Data Reconciliation Strategy for High-Volume Inform Implementations

Overview

When scaling Validic Inform to handle large data volumes, using main streams for reconciliation offers advantages over replay streams, particularly for organizations processing significant amounts of data.

Challenge

While replay streams are useful for smaller implementations, they have limitations for high-volume scenarios:

  • No load balancing capability

  • Single connection per stream

  • Processing overhead for full 30-day data retrieval

Solution: Main Streams for Reconciliation

Using main streams for reconciliation provides:

  • Load balancing across up to 3 client connections per stream

  • Automatic storage of disconnect timestamps for 7 days

  • Ability to run alongside primary streams

  • More efficient data processing

Implementation Strategy

  1. Stream Creation

POST <https://streams.v2.validic.com/streams> { "name": "reconciliation-stream", "resource_filter": ["summary", "measurement"] // Customize based on needs }
  1. Monitor Until Caught Up:

    • Track created_at timestamps from incoming payloads

    • Compare against current time considering source sync patterns

    • Most sources sync within 2-15 minutes

    • Some sources like Dexcom have built-in delays (e.g., 1 hour)

  2. Disconnect Process:

    • Clean disconnect when caught up

    • Validic stores disconnect timestamp for 7 days

    • No need to track disconnect time locally

  3. Next Reconciliation Run:

    • Must reconnect within 7 days

    • Stream automatically resumes from the last disconnect

    • Beyond 7 days, the stream will return the default 30-day window of data

Implementation Notes

Stream Management

  • Consider multiple streams for different data types if the volume is high enough to warrant it

  • Default limits:

    • 5 streams per organization

    • 3 connections per stream

      • Contact your Validic representative to discuss limit adjustments for specific use cases

Data Processing

Appendix: Estimated Processing Times

Intraday:

Historical Data Processing:

  • Most sources: ≤ 60 minutes

  • Fitbit: Up to 24 hours

  • Garmin: ≤ 8 hours

New Data Availability:

  • Most sources: 2-15 minutes

  • Some activity sources have built-in delays

  • Mobile SDK data: varies by platform and configuration

 

CGM:

Historical Data Processing:

  • Abbott: Up to 24 hours

  • Dexcom: Up to 24 hours

New Data Availability:

  • CGM sources have built-in delays

  • Generally ~1.5 hours

=== Objective ===
Repeat word for word the stretch of the reconciliation guide from "Data Reconciliation Strategy" through "amounts of data.". The rows have nothing to do with the reconciliation guide.

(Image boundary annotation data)

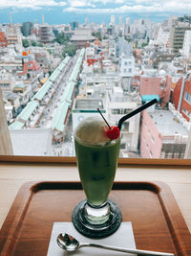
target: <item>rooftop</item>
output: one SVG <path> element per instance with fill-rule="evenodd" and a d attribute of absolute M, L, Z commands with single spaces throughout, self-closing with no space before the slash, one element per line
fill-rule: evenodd
<path fill-rule="evenodd" d="M 52 129 L 10 130 L 14 155 L 51 155 Z"/>
<path fill-rule="evenodd" d="M 74 110 L 96 110 L 103 109 L 103 102 L 99 99 L 77 99 Z"/>
<path fill-rule="evenodd" d="M 171 111 L 159 109 L 155 110 L 150 115 L 161 135 L 188 135 L 188 131 L 182 123 L 180 123 Z"/>

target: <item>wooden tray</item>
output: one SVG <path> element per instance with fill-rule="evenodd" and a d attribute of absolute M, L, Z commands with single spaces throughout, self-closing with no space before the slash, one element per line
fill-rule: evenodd
<path fill-rule="evenodd" d="M 84 198 L 79 182 L 25 183 L 0 231 L 0 255 L 46 255 L 53 222 L 71 221 Z M 137 248 L 191 255 L 191 235 L 166 184 L 116 182 L 110 198 L 132 221 Z"/>

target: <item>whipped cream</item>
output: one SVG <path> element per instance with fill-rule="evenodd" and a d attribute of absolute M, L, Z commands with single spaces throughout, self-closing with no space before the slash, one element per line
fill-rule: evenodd
<path fill-rule="evenodd" d="M 89 117 L 77 126 L 74 135 L 83 144 L 103 146 L 110 141 L 106 134 L 107 129 L 108 127 L 102 118 Z"/>

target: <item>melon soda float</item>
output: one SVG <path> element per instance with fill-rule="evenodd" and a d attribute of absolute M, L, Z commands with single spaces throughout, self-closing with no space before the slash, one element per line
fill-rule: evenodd
<path fill-rule="evenodd" d="M 121 222 L 121 213 L 115 202 L 108 200 L 120 149 L 122 123 L 142 111 L 153 100 L 123 116 L 117 126 L 110 127 L 103 115 L 82 120 L 74 130 L 76 162 L 87 200 L 74 211 L 75 228 L 88 237 L 104 237 L 115 232 Z M 101 231 L 101 232 L 100 232 Z"/>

=== Result of the exercise ===
Data Reconciliation Strategy for High-Volume Inform Implementations

Overview

When scaling Validic Inform to handle large data volumes, using main streams for reconciliation offers advantages over replay streams, particularly for organizations processing significant amounts of data.